▶ **WHAT TO WORK ON**
Please find every line of the listing below that contains the string "black", and copy each such line out in full. Case counts, so a match must have the same capital and lowercase letters.
* * *
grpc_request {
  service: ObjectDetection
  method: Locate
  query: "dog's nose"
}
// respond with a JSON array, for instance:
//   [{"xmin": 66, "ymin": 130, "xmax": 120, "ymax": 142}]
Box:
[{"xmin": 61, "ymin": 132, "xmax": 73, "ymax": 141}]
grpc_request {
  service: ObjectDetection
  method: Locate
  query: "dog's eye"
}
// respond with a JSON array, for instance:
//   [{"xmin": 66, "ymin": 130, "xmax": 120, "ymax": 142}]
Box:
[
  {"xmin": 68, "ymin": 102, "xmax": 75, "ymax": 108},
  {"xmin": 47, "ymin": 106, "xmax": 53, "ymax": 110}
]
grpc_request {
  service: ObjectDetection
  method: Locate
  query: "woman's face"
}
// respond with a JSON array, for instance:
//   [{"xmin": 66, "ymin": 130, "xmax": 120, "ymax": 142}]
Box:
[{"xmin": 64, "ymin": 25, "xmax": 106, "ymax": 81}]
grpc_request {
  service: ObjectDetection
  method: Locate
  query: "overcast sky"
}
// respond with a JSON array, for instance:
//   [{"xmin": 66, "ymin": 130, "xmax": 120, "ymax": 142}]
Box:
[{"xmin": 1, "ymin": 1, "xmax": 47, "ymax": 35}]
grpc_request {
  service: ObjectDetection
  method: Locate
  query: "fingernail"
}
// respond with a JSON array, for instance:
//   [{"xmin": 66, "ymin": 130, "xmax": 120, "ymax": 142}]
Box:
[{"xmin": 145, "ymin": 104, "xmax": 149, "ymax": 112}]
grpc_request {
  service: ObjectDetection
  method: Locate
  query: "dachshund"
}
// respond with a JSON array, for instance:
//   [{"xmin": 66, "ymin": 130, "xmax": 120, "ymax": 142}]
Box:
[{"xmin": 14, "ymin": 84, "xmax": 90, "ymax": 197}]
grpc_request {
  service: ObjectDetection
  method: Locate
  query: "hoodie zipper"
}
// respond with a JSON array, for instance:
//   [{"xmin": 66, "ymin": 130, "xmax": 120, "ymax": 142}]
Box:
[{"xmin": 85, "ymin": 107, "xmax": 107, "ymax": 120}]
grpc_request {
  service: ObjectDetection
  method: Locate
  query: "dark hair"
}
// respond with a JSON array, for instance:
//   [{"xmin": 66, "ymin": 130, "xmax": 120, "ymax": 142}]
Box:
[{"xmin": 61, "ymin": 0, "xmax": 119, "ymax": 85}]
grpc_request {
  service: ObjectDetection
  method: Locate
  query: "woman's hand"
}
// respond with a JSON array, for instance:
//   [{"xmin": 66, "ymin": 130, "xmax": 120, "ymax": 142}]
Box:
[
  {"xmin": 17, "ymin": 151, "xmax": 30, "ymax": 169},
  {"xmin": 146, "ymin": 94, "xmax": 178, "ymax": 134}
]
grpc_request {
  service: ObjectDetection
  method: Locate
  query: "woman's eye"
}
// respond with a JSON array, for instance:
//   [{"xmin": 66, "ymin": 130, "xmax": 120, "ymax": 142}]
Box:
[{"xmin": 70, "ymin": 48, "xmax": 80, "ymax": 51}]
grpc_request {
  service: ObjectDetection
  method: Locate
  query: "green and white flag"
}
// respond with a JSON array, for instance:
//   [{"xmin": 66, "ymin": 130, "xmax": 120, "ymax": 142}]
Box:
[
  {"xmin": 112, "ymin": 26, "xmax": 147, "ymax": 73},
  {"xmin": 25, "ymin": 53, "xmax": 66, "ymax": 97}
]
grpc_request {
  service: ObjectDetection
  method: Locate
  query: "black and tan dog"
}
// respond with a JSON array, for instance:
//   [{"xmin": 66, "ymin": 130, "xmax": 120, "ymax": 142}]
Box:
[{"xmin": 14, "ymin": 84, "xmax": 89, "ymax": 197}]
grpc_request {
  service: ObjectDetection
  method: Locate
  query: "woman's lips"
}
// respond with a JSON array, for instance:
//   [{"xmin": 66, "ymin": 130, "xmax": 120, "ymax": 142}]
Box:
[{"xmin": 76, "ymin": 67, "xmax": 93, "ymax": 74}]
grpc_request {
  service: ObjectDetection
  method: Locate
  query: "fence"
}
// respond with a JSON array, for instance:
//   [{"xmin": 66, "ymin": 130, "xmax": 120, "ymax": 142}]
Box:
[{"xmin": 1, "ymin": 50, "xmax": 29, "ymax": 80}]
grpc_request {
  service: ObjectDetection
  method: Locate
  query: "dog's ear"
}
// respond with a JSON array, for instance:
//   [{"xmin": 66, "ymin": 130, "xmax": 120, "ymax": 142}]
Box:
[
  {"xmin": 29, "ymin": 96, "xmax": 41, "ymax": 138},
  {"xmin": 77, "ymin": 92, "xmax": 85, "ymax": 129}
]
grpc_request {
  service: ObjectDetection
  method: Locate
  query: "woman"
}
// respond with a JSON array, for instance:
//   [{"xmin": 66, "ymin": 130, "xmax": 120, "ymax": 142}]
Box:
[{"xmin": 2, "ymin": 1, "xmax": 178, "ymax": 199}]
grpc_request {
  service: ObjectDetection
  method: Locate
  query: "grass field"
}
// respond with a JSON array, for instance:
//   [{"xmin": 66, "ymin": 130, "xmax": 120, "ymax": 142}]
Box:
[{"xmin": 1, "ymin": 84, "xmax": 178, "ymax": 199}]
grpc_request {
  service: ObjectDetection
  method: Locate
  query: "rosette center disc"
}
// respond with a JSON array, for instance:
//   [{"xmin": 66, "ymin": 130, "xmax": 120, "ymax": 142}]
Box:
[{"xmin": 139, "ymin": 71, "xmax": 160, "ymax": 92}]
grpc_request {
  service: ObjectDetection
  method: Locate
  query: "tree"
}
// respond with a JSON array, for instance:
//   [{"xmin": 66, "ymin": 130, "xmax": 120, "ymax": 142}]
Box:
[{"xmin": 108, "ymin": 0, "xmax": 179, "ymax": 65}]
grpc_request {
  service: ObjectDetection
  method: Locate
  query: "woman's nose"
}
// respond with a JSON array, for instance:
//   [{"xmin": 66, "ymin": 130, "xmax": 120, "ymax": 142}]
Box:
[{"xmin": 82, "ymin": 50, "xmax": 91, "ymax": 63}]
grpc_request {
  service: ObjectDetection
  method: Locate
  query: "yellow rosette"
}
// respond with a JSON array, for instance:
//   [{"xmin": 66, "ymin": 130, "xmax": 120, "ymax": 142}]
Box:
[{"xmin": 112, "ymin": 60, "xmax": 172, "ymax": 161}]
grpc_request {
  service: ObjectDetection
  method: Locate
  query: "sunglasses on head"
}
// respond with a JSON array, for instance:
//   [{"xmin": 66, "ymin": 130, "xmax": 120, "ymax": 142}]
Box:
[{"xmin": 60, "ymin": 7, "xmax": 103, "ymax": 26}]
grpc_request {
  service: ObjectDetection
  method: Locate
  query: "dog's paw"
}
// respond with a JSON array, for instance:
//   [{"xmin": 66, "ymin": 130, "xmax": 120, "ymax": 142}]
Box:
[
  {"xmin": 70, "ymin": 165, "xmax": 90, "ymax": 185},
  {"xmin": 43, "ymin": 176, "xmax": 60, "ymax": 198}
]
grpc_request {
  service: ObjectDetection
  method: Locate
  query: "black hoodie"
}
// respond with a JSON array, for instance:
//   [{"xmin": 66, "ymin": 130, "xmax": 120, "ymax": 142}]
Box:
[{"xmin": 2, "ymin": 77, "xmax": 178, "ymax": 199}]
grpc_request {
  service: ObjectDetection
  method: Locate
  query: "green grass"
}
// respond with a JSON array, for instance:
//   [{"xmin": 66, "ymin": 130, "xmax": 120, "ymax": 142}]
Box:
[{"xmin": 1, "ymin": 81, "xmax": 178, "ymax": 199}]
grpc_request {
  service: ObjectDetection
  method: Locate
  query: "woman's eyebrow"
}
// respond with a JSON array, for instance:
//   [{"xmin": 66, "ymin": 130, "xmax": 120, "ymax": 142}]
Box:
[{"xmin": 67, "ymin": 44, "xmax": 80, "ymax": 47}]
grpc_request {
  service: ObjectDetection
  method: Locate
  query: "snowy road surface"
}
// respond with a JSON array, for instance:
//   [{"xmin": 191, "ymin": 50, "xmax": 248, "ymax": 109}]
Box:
* * *
▶ **SOLUTION TO THE EXERCISE**
  query: "black and tan dog"
  query: "black hoodie"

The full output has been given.